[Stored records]

:::::

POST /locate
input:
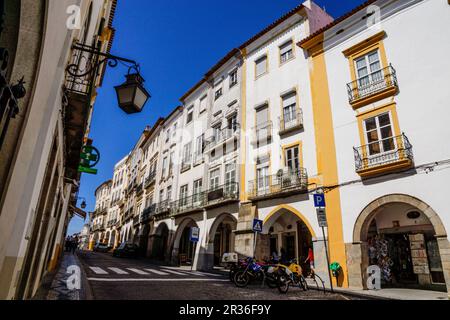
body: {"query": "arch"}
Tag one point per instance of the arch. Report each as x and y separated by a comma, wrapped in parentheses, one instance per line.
(185, 223)
(363, 221)
(221, 218)
(272, 217)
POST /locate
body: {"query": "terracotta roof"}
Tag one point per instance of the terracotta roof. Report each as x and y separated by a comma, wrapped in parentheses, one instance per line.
(337, 21)
(235, 51)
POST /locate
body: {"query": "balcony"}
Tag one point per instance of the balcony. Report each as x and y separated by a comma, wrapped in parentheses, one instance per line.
(222, 194)
(148, 213)
(375, 86)
(384, 156)
(150, 180)
(291, 123)
(186, 164)
(136, 220)
(162, 210)
(283, 184)
(112, 223)
(188, 204)
(262, 134)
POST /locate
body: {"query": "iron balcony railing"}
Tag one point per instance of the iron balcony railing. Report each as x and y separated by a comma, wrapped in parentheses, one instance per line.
(383, 152)
(150, 179)
(290, 122)
(262, 133)
(281, 183)
(186, 164)
(373, 83)
(213, 196)
(148, 213)
(136, 220)
(112, 223)
(221, 137)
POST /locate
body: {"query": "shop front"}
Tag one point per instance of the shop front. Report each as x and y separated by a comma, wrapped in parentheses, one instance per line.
(404, 243)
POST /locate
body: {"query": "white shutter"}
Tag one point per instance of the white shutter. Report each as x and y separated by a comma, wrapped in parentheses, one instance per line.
(261, 66)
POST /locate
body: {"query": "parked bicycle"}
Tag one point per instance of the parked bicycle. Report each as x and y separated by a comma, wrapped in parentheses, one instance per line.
(291, 275)
(256, 272)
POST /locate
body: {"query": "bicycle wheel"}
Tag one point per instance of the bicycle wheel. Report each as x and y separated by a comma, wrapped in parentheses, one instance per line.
(319, 283)
(241, 279)
(283, 282)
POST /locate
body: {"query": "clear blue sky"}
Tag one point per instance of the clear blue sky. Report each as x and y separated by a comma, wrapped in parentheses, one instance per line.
(175, 42)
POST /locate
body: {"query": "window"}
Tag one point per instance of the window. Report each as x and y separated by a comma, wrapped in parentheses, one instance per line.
(184, 195)
(230, 177)
(263, 178)
(214, 179)
(232, 123)
(379, 134)
(203, 102)
(200, 146)
(368, 69)
(261, 66)
(233, 78)
(292, 157)
(169, 193)
(216, 131)
(218, 94)
(190, 115)
(187, 153)
(286, 52)
(290, 109)
(198, 185)
(164, 168)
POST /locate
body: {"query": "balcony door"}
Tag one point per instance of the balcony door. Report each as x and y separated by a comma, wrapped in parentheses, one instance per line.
(381, 145)
(290, 110)
(369, 72)
(263, 180)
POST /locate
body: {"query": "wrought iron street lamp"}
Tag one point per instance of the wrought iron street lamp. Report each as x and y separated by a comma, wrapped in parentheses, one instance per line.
(132, 95)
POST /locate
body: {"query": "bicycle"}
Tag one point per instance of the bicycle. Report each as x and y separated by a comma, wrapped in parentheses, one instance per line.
(255, 271)
(290, 275)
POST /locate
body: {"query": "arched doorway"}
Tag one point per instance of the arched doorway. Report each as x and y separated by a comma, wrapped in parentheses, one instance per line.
(112, 240)
(403, 236)
(160, 239)
(183, 249)
(221, 237)
(286, 234)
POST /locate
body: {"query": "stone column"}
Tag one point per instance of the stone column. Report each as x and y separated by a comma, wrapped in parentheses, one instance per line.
(244, 235)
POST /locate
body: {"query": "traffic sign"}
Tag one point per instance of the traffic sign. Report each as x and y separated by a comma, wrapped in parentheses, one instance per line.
(258, 225)
(319, 201)
(195, 234)
(322, 218)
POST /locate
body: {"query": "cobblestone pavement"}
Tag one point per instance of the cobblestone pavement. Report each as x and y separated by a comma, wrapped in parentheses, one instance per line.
(123, 279)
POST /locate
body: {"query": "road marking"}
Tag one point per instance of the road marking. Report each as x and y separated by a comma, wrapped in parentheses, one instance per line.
(138, 271)
(118, 271)
(98, 270)
(157, 272)
(175, 272)
(158, 280)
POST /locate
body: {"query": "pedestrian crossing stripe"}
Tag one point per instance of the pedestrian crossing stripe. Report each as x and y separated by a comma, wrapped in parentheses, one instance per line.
(160, 273)
(118, 271)
(138, 271)
(175, 272)
(98, 270)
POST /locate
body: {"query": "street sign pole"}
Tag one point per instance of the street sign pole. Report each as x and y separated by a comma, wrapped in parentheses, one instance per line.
(325, 240)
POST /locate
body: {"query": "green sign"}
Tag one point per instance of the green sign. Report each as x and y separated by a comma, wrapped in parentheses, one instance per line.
(90, 157)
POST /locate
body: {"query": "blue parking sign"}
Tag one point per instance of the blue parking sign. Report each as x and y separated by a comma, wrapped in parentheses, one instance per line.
(258, 225)
(319, 201)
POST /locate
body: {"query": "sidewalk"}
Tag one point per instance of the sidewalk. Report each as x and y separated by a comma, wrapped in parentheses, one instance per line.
(395, 294)
(54, 286)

:::::

[Action item]
All entries are to be retyped exactly. Omit any embedded images.

[Worked solution]
POST /locate
input:
body: {"query": "arch"}
Tag one point per instance of the arch. Report each as x and y separated by a comma, wrapped in parentheses, one instance per line.
(185, 223)
(363, 221)
(221, 218)
(272, 217)
POST /locate
body: {"query": "terracotta roof"}
Tag one point per instance of the terracotta roof. Report each as x and y separated by a comma, wrapped in parentheses, one instance per line.
(337, 21)
(235, 51)
POST /locate
body: {"query": "balcony"}
Tag one point per instance of the balcony. Report each as x and y separated by a comma, wrapped in parentheses, one instance per line.
(222, 194)
(148, 213)
(375, 86)
(384, 156)
(150, 180)
(291, 123)
(186, 164)
(136, 220)
(162, 210)
(283, 184)
(112, 223)
(188, 204)
(262, 134)
POST /locate
body: {"query": "iron balcony railing"}
Tag one point per instance of the iron balcony railing. Report each as x and y separated by a comma, wrapped in parentheses, one instance per line.
(383, 152)
(150, 179)
(290, 122)
(262, 133)
(281, 183)
(186, 164)
(373, 83)
(213, 196)
(148, 213)
(136, 220)
(112, 223)
(221, 137)
POST /locate
body: {"query": "shop front"}
Tag one point per instance of the shop front. Report each as x and y separated by a comma, wrapped in parentheses, one instance per line.
(404, 243)
POST /locate
body: {"query": "white shutter"}
Tag one point per instance of the white shutter. Report each as x and y separated by a comma, wrapped in parentheses, one instance per line.
(261, 66)
POST /locate
body: {"query": "parked bicycle"}
Tag one point per instance of the parked bicycle. Report each as x and y separated by a comma, wrapped in parentheses, one instance per line.
(291, 275)
(256, 272)
POST /locate
body: {"query": "bicycle wheel"}
Tag one point per instance of the bicycle wheel. Report each as x and y separated by a comma, wrapped in parentheses, one instance per line.
(319, 283)
(241, 279)
(283, 282)
POST /locate
body: {"query": "clear blue sky"}
Tag one point per instance of the clear blue sky. Report each as x and y separated by a comma, wrapped in parentheses, one instance per line.
(175, 42)
POST /locate
body: {"query": "window"}
Tag one point per instance of the window. Report each as x and y separated by a comma, wrapped in parentheses, one instance per line.
(184, 195)
(230, 177)
(263, 178)
(214, 179)
(232, 123)
(379, 134)
(203, 102)
(200, 146)
(368, 69)
(261, 66)
(233, 78)
(292, 157)
(169, 193)
(216, 131)
(218, 94)
(190, 115)
(187, 153)
(286, 52)
(290, 109)
(198, 185)
(164, 168)
POST /locate
body: {"query": "balcony door"}
Tag one point per instance of the balcony door. Report each as x and y separated by a comma, wrapped in parentheses, one instance per line.
(381, 145)
(290, 110)
(369, 72)
(263, 180)
POST /locate
body: {"query": "wrought iron street lamp"}
Tag one point per instance of the wrought iron street lamp. Report each as x and y separated by a comma, wrapped in parentheses, one instance per line.
(132, 95)
POST /locate
body: {"query": "bicycle"}
Tag one point per instance of the bicycle. Report each as x and y separated by a comma, wrapped in parentheses, one instance per line.
(255, 271)
(290, 275)
POST /locate
body: {"query": "arched doorway"}
Tag one point per instance of the arched doorway. Report each as x and y separated by a comma, wrapped in parentheses, one instance per line.
(112, 240)
(403, 236)
(160, 239)
(183, 249)
(221, 237)
(286, 234)
POST /locate
body: {"query": "stone column"}
Tag one point per instance of the stone column. Report each as x and y separated by a comma, wrapped in parentheses, one instance per line.
(244, 235)
POST /locate
body: {"query": "traffic sign"}
Tag one point per instance of the traffic sign. Report each as x and y separated by a comma, wrapped in parentheses, one instance per line.
(258, 225)
(319, 201)
(195, 234)
(322, 218)
POST /locate
body: {"query": "cobblestone pavement"}
Tag one point per instance of the cobblestone pavement. Report each as x and y separated by a comma, wrapped in parentheses, one instance per line.
(123, 279)
POST /locate
body: {"query": "road marking"}
Tag one point per instance of the road marking. Report each as x and y separated by a comma, wrapped in parentheses, one instance per line.
(138, 271)
(118, 271)
(98, 270)
(157, 272)
(175, 272)
(158, 280)
POST /locate
body: {"query": "pedestrian crossing stripe"}
Tag one point per instance of the pedestrian crossing stripe. Report each as x and y separated by a comma, wrapped in parentheses, one instance per line.
(160, 273)
(118, 271)
(138, 271)
(175, 272)
(98, 270)
POST /locate
body: {"query": "street sign pole"}
Tag one point per instance of the street sign pole. Report each as x and y separated by a comma, wrapped in parentheses, one instance per line.
(325, 240)
POST /locate
body: {"query": "green sign"}
Tag one point per instance of the green sign. Report each as x and y separated by a comma, wrapped in parentheses, one instance per line.
(90, 157)
POST /locate
body: {"query": "blue parking sign"}
Tag one point per instance of the blue parking sign. Report each as x and y separated by a comma, wrapped in parentheses, one instance per line.
(258, 225)
(319, 201)
POST /locate
body: {"query": "sidewalk"}
Tag one point per instance of the sidewalk. Report each as x and y separated by a comma, wrapped in parentheses, one instance per line.
(395, 294)
(54, 286)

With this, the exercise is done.